◆ SUPPLIED ENTRIES ◆
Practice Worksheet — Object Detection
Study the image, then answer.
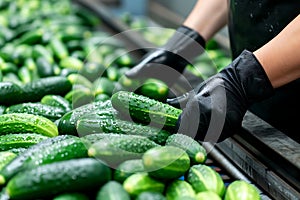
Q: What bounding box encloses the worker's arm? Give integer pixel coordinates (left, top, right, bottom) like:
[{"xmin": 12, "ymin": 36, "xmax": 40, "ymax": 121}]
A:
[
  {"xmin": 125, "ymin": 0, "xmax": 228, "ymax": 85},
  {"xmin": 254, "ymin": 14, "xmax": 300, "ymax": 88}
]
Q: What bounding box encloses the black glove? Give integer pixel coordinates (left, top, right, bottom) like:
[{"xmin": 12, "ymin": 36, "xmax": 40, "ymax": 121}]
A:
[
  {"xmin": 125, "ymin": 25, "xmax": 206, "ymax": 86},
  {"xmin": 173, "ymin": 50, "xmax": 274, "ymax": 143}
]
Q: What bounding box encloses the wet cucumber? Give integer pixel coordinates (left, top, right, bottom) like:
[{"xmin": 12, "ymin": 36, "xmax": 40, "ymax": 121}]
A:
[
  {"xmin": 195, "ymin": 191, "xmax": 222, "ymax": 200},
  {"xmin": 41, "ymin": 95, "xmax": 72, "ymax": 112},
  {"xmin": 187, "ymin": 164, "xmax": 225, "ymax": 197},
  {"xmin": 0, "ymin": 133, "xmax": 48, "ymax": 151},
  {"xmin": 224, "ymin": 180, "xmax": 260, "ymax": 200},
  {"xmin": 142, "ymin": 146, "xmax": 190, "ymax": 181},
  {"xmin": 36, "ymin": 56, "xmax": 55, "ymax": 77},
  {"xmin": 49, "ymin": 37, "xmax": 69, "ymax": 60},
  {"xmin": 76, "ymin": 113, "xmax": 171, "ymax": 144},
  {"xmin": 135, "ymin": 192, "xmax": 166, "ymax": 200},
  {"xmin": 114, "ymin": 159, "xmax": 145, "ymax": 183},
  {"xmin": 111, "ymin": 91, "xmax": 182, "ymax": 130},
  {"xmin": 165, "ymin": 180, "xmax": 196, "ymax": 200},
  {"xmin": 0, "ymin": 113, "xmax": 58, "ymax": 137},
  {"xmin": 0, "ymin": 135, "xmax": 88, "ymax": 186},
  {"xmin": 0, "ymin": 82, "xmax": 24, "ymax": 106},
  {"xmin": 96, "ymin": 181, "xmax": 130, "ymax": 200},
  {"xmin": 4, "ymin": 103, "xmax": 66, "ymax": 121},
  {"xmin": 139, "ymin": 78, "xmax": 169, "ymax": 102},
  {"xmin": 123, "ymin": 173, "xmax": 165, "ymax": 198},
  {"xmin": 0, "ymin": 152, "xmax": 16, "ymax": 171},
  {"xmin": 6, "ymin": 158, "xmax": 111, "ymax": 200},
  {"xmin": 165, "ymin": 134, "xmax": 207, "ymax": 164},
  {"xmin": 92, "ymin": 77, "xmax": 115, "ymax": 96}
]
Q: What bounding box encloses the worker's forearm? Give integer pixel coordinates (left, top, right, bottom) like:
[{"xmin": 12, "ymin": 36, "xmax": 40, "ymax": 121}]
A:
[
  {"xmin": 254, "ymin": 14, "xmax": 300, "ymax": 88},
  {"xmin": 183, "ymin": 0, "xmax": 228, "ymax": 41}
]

◆ WORK TO COMPLETE ◆
The records shown above are to be repeated exactly, with the pictures left out.

◆ SOLUTION TO THE EXERCISE ◆
Practice Worksheet — Object Detection
Study the image, then answer.
Q: What bounding box encloses the worker's arm? Give integer pixel coordinates (left, top, right, bottom) like:
[{"xmin": 12, "ymin": 36, "xmax": 40, "ymax": 121}]
A:
[
  {"xmin": 125, "ymin": 0, "xmax": 228, "ymax": 85},
  {"xmin": 254, "ymin": 14, "xmax": 300, "ymax": 88}
]
Q: What bounding box encloses the black glove? Give integer pixel coordinates (left, top, right, bottom) like:
[{"xmin": 12, "ymin": 36, "xmax": 40, "ymax": 121}]
A:
[
  {"xmin": 125, "ymin": 25, "xmax": 206, "ymax": 86},
  {"xmin": 173, "ymin": 50, "xmax": 274, "ymax": 143}
]
Q: What bounding box encloses the wet cucumber? Give integer pixel coordinates (left, top, right, bottom) like:
[{"xmin": 12, "ymin": 36, "xmax": 40, "ymax": 121}]
A:
[
  {"xmin": 195, "ymin": 191, "xmax": 222, "ymax": 200},
  {"xmin": 41, "ymin": 95, "xmax": 72, "ymax": 112},
  {"xmin": 187, "ymin": 164, "xmax": 225, "ymax": 197},
  {"xmin": 0, "ymin": 133, "xmax": 48, "ymax": 151},
  {"xmin": 224, "ymin": 180, "xmax": 260, "ymax": 200},
  {"xmin": 142, "ymin": 146, "xmax": 190, "ymax": 181},
  {"xmin": 36, "ymin": 56, "xmax": 55, "ymax": 77},
  {"xmin": 49, "ymin": 37, "xmax": 69, "ymax": 60},
  {"xmin": 76, "ymin": 113, "xmax": 171, "ymax": 144},
  {"xmin": 135, "ymin": 192, "xmax": 166, "ymax": 200},
  {"xmin": 114, "ymin": 159, "xmax": 145, "ymax": 183},
  {"xmin": 111, "ymin": 91, "xmax": 182, "ymax": 130},
  {"xmin": 165, "ymin": 180, "xmax": 196, "ymax": 200},
  {"xmin": 0, "ymin": 113, "xmax": 58, "ymax": 137},
  {"xmin": 0, "ymin": 135, "xmax": 88, "ymax": 186},
  {"xmin": 0, "ymin": 82, "xmax": 24, "ymax": 106},
  {"xmin": 96, "ymin": 181, "xmax": 130, "ymax": 200},
  {"xmin": 4, "ymin": 103, "xmax": 66, "ymax": 121},
  {"xmin": 139, "ymin": 78, "xmax": 169, "ymax": 102},
  {"xmin": 123, "ymin": 173, "xmax": 165, "ymax": 198},
  {"xmin": 0, "ymin": 152, "xmax": 16, "ymax": 171},
  {"xmin": 6, "ymin": 158, "xmax": 111, "ymax": 200},
  {"xmin": 165, "ymin": 134, "xmax": 207, "ymax": 164},
  {"xmin": 92, "ymin": 77, "xmax": 115, "ymax": 96}
]
Q: What bounding box encloses the worker's forearm? Give integer pixel coordinates (left, top, right, bottom) like:
[{"xmin": 12, "ymin": 36, "xmax": 40, "ymax": 121}]
A:
[
  {"xmin": 254, "ymin": 14, "xmax": 300, "ymax": 88},
  {"xmin": 183, "ymin": 0, "xmax": 228, "ymax": 41}
]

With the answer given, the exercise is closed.